__Exercise goal__.
What does the data read, word for word, from the line containing "Target: black neck" through its final line? Give those lines only.

__Input for this task__.
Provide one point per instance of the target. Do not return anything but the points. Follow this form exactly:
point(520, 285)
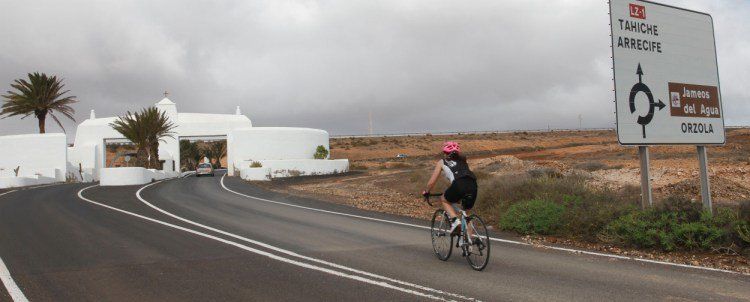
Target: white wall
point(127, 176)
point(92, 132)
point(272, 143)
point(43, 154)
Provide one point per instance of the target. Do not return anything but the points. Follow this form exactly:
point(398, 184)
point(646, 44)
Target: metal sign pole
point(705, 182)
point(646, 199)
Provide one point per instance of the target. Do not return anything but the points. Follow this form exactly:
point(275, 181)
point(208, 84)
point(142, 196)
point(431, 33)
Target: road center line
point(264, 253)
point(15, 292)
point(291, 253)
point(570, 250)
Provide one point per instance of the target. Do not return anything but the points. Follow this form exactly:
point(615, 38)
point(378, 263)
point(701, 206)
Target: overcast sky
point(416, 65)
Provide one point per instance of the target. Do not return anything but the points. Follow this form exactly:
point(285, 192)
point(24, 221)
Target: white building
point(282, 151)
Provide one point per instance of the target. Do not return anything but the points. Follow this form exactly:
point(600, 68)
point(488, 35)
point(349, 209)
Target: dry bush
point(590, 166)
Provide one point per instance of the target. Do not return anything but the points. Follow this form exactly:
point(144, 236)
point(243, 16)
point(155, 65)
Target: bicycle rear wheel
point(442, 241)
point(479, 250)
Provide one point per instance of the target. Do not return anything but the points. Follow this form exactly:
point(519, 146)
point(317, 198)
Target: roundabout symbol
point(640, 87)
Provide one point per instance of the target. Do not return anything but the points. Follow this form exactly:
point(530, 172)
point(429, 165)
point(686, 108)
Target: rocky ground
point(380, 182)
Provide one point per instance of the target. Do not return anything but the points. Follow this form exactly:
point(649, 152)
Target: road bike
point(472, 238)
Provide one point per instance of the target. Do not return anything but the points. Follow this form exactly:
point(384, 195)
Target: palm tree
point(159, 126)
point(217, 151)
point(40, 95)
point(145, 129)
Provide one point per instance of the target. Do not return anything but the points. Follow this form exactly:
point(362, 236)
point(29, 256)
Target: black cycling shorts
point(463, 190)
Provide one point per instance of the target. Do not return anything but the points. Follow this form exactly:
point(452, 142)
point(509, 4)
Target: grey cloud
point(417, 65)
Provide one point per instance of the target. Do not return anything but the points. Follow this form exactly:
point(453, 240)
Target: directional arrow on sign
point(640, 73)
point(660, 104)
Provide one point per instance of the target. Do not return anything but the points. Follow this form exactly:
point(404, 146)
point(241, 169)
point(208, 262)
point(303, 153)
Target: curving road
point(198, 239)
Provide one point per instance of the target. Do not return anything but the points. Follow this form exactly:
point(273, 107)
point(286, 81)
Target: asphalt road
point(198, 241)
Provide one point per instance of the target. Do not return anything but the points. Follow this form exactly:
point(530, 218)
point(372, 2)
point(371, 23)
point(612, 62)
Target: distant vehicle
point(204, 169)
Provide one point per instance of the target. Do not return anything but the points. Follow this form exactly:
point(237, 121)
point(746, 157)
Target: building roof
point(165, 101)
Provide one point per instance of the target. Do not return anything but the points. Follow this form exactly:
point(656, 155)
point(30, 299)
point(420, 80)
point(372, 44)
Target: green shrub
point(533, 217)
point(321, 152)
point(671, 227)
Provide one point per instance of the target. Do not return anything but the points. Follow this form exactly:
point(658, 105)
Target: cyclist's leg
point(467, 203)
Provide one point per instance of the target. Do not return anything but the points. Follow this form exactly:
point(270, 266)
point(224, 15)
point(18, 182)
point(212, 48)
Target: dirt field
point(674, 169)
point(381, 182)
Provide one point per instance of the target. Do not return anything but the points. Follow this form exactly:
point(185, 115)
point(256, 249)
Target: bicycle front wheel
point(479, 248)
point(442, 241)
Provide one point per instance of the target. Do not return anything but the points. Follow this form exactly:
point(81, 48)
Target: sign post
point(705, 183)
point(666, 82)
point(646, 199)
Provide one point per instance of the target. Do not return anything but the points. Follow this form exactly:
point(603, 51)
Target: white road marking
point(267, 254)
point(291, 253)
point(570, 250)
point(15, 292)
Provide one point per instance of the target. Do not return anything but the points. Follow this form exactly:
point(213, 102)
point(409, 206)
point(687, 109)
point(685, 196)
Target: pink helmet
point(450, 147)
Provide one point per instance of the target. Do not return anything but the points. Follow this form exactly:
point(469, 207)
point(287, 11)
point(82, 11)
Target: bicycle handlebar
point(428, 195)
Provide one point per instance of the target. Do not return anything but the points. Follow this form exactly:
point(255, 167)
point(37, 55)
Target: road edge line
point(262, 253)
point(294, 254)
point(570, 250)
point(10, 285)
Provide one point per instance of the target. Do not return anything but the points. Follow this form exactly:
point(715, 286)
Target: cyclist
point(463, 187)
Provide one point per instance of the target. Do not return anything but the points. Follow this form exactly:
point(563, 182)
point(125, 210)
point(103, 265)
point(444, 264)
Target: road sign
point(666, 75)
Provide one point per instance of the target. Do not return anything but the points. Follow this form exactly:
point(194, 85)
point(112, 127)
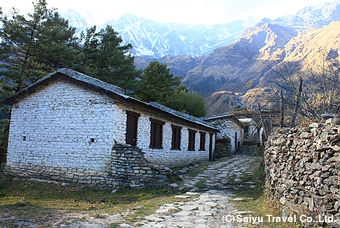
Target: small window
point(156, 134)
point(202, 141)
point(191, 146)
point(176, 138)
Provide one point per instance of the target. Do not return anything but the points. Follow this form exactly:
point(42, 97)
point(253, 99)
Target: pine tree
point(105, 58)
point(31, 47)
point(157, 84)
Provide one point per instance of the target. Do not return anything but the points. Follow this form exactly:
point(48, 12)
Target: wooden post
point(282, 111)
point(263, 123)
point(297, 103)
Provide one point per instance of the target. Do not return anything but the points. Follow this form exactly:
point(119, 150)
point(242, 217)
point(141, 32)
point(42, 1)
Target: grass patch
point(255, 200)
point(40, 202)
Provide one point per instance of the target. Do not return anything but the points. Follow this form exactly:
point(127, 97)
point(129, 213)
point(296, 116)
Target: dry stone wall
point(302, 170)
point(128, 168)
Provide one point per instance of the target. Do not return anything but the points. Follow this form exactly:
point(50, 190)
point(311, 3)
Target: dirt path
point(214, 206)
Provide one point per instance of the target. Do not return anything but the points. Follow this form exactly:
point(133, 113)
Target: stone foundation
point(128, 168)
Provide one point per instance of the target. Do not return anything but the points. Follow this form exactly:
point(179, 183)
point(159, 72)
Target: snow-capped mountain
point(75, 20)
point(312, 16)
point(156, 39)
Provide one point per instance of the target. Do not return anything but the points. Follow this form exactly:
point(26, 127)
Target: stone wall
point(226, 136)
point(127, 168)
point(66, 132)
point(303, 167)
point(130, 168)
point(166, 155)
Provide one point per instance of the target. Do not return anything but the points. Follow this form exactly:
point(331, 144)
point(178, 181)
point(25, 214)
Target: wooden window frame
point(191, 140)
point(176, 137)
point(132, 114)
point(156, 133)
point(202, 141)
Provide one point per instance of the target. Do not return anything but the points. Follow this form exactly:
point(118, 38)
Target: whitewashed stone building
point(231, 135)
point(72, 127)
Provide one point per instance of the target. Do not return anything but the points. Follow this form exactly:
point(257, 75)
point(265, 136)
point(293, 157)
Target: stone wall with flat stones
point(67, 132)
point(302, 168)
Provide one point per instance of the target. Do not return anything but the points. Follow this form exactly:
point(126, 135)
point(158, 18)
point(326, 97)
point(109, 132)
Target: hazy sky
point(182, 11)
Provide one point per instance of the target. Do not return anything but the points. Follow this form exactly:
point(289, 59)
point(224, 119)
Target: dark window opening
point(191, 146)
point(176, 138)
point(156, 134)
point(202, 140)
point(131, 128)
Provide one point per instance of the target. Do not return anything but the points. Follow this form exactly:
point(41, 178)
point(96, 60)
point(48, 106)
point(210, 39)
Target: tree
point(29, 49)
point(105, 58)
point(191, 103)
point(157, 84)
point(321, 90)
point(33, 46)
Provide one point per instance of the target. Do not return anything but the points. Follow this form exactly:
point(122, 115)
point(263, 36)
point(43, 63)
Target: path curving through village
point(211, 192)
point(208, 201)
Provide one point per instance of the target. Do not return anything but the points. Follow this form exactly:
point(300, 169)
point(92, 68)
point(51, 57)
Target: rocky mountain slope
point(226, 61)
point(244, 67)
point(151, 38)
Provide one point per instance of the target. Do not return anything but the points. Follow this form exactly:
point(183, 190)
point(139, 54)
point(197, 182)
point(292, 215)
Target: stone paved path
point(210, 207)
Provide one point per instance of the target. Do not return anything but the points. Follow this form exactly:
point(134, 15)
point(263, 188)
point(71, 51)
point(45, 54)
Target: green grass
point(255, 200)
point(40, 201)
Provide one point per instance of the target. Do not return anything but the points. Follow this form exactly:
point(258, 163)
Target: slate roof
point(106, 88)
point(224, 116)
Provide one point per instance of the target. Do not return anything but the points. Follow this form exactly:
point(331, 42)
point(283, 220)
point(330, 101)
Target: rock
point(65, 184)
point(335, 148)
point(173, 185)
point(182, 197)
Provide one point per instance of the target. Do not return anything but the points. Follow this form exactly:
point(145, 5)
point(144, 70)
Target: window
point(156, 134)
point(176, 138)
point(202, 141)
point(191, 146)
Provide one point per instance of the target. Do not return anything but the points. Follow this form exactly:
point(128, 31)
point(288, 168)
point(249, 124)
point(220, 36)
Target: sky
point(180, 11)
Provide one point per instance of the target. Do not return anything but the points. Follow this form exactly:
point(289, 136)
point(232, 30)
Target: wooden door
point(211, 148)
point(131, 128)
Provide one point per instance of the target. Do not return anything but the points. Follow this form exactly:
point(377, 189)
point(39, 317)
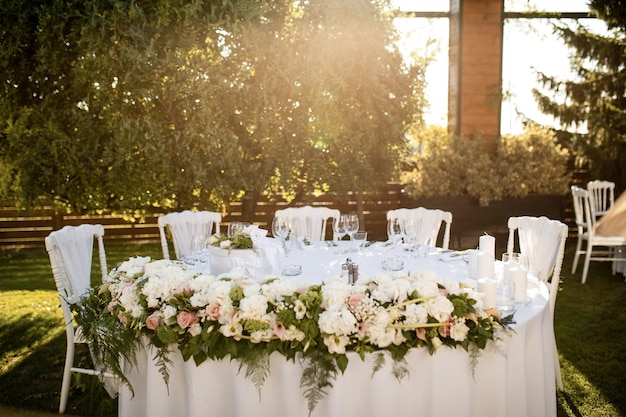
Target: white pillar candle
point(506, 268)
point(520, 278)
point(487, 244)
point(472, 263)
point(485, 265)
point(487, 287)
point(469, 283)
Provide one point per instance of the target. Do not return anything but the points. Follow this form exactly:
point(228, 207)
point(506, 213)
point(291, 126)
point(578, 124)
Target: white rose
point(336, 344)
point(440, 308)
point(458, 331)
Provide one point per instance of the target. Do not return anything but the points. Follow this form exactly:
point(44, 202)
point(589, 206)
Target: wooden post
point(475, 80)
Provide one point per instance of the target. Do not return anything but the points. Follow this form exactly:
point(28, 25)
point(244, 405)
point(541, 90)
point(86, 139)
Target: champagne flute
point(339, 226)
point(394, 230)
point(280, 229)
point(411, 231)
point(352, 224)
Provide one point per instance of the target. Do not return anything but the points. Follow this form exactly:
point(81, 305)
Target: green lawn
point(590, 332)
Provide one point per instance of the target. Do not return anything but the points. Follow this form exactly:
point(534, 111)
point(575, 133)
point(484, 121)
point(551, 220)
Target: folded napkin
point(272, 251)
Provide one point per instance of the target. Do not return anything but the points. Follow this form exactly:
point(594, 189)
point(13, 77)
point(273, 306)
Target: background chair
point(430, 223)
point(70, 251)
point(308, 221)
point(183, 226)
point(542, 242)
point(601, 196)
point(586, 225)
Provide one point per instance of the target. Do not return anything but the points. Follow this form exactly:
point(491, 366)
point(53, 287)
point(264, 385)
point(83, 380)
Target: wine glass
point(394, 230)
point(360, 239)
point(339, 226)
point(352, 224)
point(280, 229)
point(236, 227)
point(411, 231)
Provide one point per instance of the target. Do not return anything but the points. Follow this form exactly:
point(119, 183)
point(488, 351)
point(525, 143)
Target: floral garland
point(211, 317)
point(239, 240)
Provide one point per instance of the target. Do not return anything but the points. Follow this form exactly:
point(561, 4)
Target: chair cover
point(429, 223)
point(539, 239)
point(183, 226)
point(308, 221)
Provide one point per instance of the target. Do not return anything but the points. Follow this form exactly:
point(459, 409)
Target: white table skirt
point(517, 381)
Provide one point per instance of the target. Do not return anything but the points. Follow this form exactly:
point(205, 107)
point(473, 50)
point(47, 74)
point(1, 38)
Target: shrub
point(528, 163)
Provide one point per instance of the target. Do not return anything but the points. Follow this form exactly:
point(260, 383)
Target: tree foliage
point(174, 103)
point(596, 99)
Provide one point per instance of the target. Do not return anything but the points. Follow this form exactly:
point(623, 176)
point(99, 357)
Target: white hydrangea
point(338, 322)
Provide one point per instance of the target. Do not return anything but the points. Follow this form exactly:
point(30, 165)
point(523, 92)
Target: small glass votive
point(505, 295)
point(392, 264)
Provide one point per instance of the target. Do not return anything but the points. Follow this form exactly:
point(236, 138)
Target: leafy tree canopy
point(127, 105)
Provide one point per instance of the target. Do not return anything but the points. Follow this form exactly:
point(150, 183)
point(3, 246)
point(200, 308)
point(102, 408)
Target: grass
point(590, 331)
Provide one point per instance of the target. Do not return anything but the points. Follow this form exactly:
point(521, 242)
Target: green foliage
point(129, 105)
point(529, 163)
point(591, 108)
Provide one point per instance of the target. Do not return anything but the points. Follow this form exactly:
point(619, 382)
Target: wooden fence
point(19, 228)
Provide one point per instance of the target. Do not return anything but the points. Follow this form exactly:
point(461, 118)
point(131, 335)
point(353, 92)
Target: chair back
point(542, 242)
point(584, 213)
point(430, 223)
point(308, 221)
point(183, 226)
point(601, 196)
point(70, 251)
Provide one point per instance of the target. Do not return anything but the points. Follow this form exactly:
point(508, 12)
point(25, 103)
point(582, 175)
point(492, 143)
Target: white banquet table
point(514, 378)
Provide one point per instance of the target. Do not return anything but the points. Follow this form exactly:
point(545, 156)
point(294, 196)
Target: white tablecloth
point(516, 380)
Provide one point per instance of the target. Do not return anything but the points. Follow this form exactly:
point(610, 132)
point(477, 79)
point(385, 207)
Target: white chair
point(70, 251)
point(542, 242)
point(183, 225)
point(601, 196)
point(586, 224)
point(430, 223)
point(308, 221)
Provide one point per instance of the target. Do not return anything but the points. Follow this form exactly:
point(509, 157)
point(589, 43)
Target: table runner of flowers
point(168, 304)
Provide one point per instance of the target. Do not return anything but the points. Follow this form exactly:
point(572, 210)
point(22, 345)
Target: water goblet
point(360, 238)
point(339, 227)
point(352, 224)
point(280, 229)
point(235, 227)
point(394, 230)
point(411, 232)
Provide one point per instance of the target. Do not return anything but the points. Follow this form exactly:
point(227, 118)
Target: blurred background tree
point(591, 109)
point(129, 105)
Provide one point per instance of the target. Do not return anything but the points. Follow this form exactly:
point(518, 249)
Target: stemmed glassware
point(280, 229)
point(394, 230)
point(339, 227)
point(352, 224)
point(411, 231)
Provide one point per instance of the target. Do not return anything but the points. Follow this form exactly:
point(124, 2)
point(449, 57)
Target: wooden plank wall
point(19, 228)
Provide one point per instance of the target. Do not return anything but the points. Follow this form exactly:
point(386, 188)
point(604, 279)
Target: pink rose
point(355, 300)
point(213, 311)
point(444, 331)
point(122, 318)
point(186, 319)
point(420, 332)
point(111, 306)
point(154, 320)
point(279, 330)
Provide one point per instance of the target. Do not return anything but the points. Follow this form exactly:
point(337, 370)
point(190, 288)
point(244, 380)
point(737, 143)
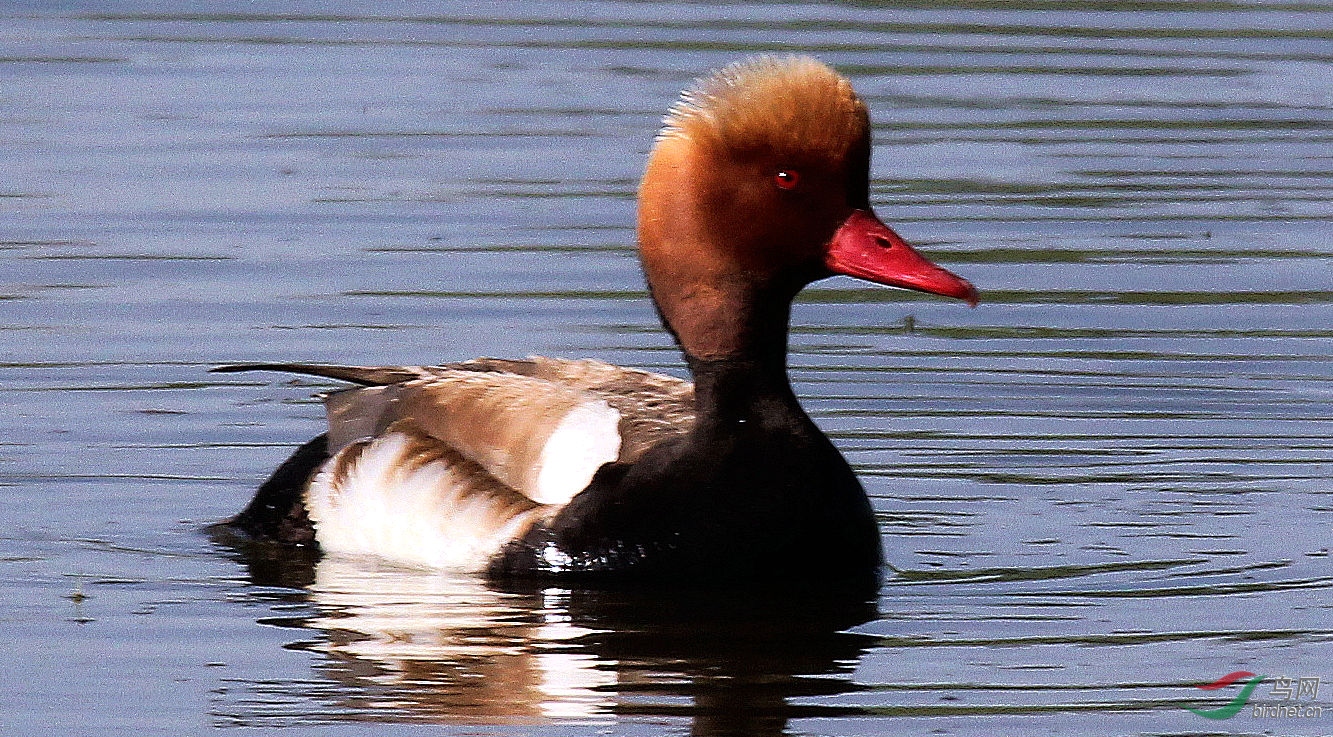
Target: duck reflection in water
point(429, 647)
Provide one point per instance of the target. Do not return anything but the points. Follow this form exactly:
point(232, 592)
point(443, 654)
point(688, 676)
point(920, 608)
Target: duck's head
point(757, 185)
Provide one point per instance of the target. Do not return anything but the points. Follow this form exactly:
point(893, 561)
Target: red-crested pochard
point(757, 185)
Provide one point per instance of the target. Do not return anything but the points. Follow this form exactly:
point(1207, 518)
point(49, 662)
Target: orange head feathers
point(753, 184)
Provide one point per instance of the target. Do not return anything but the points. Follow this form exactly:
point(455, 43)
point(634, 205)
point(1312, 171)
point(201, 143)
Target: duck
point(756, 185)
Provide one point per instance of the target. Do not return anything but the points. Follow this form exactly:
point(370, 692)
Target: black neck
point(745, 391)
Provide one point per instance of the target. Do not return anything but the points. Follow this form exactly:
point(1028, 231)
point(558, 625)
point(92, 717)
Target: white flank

__Your response__.
Target: black neck
point(745, 391)
Provide one point per instance of the target. Do not return anything but the points. Follow this form exactly:
point(1028, 231)
point(558, 625)
point(92, 717)
Target: white flank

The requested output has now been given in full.